__Your objective__:
Your copy should match the records exactly, except that no pictures appear in it.
--- Task material ---
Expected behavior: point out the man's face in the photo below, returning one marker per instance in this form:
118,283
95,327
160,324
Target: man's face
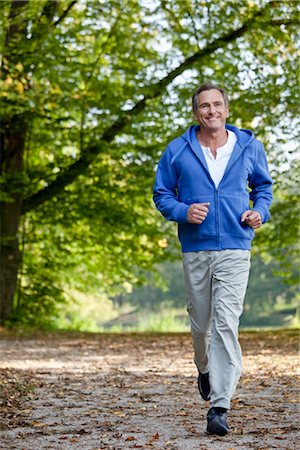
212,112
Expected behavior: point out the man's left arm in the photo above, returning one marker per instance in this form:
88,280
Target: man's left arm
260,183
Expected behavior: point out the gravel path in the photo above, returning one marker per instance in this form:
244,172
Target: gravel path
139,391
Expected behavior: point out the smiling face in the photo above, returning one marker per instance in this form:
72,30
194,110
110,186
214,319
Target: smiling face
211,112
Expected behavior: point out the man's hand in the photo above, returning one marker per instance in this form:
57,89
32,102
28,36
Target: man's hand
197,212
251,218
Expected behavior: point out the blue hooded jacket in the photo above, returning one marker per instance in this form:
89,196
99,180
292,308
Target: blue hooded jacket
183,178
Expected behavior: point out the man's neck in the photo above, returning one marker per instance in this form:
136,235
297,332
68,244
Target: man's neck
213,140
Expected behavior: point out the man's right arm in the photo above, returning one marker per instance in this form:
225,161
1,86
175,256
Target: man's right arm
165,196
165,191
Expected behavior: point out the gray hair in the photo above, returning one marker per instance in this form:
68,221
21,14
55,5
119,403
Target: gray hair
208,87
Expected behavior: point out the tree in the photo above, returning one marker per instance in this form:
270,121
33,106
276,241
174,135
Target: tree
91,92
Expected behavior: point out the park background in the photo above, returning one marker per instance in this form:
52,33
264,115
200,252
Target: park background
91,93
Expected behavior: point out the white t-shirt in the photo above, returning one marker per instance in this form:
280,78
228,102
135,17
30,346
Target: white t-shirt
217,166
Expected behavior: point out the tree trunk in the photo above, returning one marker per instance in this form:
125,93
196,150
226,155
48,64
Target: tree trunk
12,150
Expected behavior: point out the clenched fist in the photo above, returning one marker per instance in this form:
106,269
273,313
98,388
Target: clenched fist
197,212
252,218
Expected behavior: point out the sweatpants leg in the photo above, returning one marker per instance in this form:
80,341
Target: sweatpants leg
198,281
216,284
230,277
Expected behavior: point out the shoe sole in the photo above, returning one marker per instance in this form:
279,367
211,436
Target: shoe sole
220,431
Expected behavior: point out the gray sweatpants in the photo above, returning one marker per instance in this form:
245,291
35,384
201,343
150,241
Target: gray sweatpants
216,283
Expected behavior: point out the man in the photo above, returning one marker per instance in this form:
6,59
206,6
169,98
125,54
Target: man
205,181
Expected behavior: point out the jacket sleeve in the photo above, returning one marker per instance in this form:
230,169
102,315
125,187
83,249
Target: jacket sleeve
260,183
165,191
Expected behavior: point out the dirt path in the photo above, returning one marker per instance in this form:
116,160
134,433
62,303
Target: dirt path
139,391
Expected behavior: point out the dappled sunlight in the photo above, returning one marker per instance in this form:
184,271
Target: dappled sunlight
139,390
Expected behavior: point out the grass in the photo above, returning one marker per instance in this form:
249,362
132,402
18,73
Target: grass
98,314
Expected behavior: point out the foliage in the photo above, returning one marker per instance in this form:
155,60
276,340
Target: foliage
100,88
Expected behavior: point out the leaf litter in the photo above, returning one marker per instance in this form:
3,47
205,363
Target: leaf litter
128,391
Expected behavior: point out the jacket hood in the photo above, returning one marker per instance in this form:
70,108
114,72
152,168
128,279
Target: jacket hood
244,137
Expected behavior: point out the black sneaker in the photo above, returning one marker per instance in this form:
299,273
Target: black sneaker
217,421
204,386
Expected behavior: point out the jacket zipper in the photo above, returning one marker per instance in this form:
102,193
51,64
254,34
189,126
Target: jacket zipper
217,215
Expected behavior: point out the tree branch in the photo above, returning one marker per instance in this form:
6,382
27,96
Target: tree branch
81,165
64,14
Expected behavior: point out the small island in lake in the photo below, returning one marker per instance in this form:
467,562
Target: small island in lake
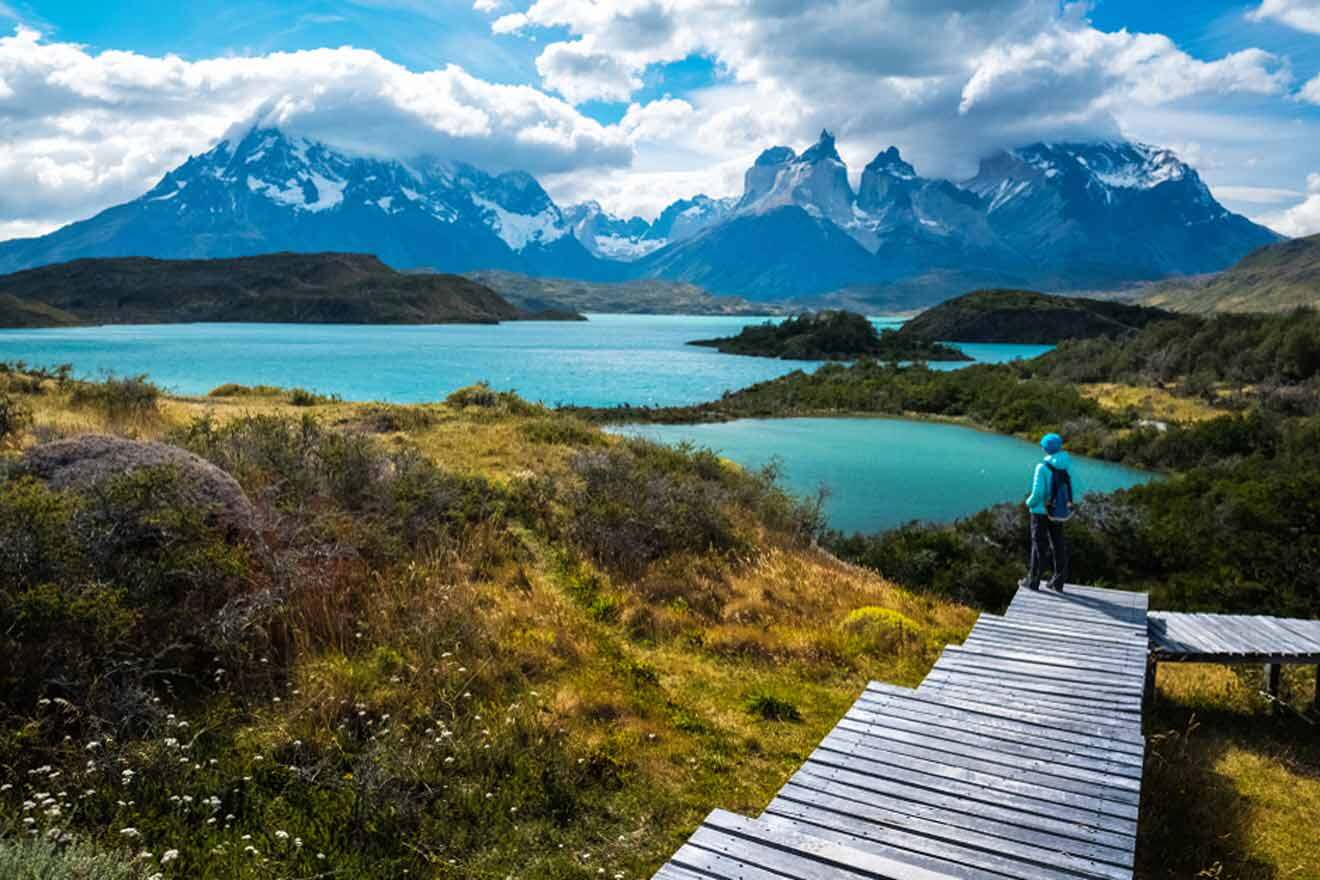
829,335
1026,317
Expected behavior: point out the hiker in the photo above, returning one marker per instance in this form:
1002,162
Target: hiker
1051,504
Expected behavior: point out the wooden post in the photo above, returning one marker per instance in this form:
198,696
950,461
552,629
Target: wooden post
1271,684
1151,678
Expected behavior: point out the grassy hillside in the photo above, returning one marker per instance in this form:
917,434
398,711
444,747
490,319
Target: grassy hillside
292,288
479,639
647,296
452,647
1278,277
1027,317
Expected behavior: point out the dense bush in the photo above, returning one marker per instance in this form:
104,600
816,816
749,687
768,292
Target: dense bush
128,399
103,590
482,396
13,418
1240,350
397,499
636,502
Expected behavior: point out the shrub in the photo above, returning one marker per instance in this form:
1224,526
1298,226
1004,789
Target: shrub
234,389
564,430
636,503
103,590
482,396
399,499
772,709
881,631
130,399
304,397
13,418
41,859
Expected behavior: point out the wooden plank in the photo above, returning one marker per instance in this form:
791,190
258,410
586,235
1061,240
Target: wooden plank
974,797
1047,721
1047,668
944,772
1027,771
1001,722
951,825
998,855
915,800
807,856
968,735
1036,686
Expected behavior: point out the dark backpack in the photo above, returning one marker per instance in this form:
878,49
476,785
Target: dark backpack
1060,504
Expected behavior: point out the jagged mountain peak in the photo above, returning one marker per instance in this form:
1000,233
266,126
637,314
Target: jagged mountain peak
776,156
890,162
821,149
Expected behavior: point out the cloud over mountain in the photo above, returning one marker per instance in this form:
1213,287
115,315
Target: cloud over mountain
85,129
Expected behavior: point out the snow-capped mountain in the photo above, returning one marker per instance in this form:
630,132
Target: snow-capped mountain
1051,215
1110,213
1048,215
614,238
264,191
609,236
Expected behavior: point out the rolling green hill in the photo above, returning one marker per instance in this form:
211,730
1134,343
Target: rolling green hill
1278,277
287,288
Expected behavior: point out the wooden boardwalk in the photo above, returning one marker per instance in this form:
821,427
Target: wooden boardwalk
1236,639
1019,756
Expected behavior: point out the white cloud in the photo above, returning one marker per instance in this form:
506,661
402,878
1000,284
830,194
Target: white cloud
---
__Your response__:
Expected behavior: point out the man's face in the photo below, returning one marker per instance in this form:
118,283
95,327
160,324
Target: man's face
212,112
Expected behavior: point out the man's left arm in the photo above, returning one marker per instance in this form:
88,280
Target: man's left arm
260,183
Expected behavior: point out the gravel path in the photo above, returning one marker per instance in this form:
244,172
Target: gravel path
139,391
Expected behavior: point out the smiling face in the photo above, returning one marker per instance in this form:
72,30
194,110
110,186
214,319
Target: smiling face
211,112
Expected behavior: point out the man's hand in the photo above, returning one marker per instance in this form:
57,89
32,102
28,36
Target: man's hand
197,212
251,218
Expected behavior: point out the blue hooded jacket in the photo above, returning one marker per instance in this form:
89,196
99,180
292,308
Target: blue hooded jacket
183,178
Expected behavior: point out the man's neck in the photo above, returning one marker per instance in this form:
136,235
297,332
68,244
Target: man's neck
213,140
Expected behavior: point out the man's right arm in the photo above, returning one marker per instance in this form:
225,161
1,86
175,256
Target: man's right arm
165,196
165,191
Expected behavior: point out the gray hair in the photo above, returning one marker per instance in this form:
68,221
21,14
55,5
119,403
Target: gray hair
208,87
Expected behavior: point out the tree in the photo above, returning one marker per instance in this form:
270,121
33,106
276,241
174,135
Target: tree
91,92
Expected behavior: point out the park background in the photo above, returning one marker per instance in this form:
52,33
264,115
200,252
Target: park background
91,93
Expected behavior: point out the white t-shirt in the photo above, returning one marker per instance in this form:
280,78
228,102
135,17
30,346
Target: white t-shirt
217,166
Expected behavior: point out the tree trunk in the photo above, returning one marker per instance in this form:
125,93
196,150
226,155
48,64
Target: tree trunk
12,150
Expected behavior: point out the clenched fist in the photo above, returning one marker per instance in this form:
106,269
273,313
98,388
Target: clenched fist
197,212
252,218
Expected behavior: point out the sweatpants leg in the photo above, returning one marker per instance in this form:
80,341
Target: sweatpants leg
198,281
216,284
230,277
Expected behavior: point out the shoe sole in the photo above, returning one marker per instance in this form:
279,367
211,436
Target: shoe sole
220,431
Expected behavior: point out the gray sweatpants in the photo above, returning one marker per instance in this form:
245,291
35,384
201,343
150,241
Target: gray sweatpants
216,283
Expected behavior: point out the man in the photo above, returning one marker per instance in this form:
6,59
206,6
169,98
125,54
Target: man
205,181
Expected behavior: point out the jacket sleeve in the photo above, returning one marker per instance in this form:
230,169
102,315
125,187
83,249
Target: jacket sleeve
260,183
165,191
Expected behavior: point out the dirt path in the photo above, returning one marker per instance in this form:
116,160
134,433
62,303
Target: dirt path
139,391
Expected behavior: point out the dappled sunlight in the photo above, returning one marker per instance in this form:
184,271
Target: dappled sunlight
139,390
Expected behavior: point out the grass in the photo above, returning one marker per instance in this form:
249,362
132,402
18,73
Target: grass
98,314
Expected behavior: point out the foliage in the photo above, returning one marker per instance in this form:
155,60
276,340
Target: foliage
100,88
Expected behavior: point out the leaf litter in the photo above, returning one marker per instance in this form:
3,47
205,363
Target: leaf litter
128,391
Expected behavior: point out the jacket hood in the photo above, returning one marker per instance in this form:
70,108
114,72
152,168
128,279
Target: jacket hood
244,137
Expected behavior: point out the black sneaker in the photo above, returning one marker per instance in this form:
299,273
Target: black sneaker
217,421
204,386
Expected behavior: point out the jacket zipper in the photo above, returning one marker per instance in this form:
102,193
51,64
254,34
189,126
Target: jacket zipper
217,215
Expected behavior: point out the tree branch in the photo above, returning one marker per instance in this form:
6,382
27,96
Target: tree branch
81,165
64,14
Expected behavior: point out the small island in lake in the photo below, returning one marker per instance in this form:
467,562
Target: small island in lake
829,335
1026,317
Expected behavior: point out the hiker in the photo above, returning one marker per instance in this form:
1002,162
Target: hiker
1051,504
Expected behavior: point out the wooden post in the photo above, returning one marker per instance in this form:
198,696
950,461
552,629
Target: wooden post
1271,684
1151,678
Expected behavior: point out the grassy hillside in the photo above, returning one marker per instance in this form:
917,434
398,711
444,747
490,319
Target: grassy hillside
292,288
479,639
647,296
452,647
1278,277
1027,317
Expected behavior: point out the dense bush in the photo above, returning one marker per instance in this form:
104,600
816,816
749,687
768,292
Target: dense bush
128,399
103,590
482,396
13,418
1240,350
397,499
636,502
Expected behavior: point out the shrub in the photo above, returning one marker per instance in this form:
1224,526
1298,226
1004,789
Target: shrub
234,389
564,430
636,503
103,590
482,396
399,499
772,709
881,631
130,399
304,397
13,418
41,859
Expected behavior: point out the wooden plank in the photo above, returning one marker per instance in this form:
791,190
258,410
586,235
1061,240
Target: wooden plank
974,797
1047,721
1047,668
944,772
1027,771
1001,722
951,825
998,855
915,800
807,856
968,735
1036,686
Expected behavior: point out the dark backpack in the photo above, returning one marker per instance in this form:
878,49
476,785
Target: dark backpack
1060,504
Expected behavior: point out the jagged mountain peak in the photo above, returning one marker per instance in this form:
1000,233
266,126
637,314
Target: jagged mountain peak
776,156
890,162
821,149
Expected behavior: point out the cloud over mountain in the photo above, returning one marker per instance in this form:
1213,287
115,315
Target: cloud over mountain
85,129
Expected behavior: point out the snow-capped mountain in the photo above, returning one marker per instance in this form:
630,132
Target: snow-capped mountain
1051,215
1110,213
1048,215
614,238
264,191
609,236
Expected behavior: point out the rolling green hill in the photo above, returning one marker per instance in this form:
211,730
1134,343
Target: rolling green hill
1278,277
287,288
Expected behavior: point out the wooden boardwalk in the photo above, returning one marker per instance in this form:
821,427
Target: wooden boardwalk
1236,639
1019,756
Expected behavior: point out the white cloud in the photo above, returning one marker per instance in this form:
506,661
402,878
1000,284
830,194
Target: white cloud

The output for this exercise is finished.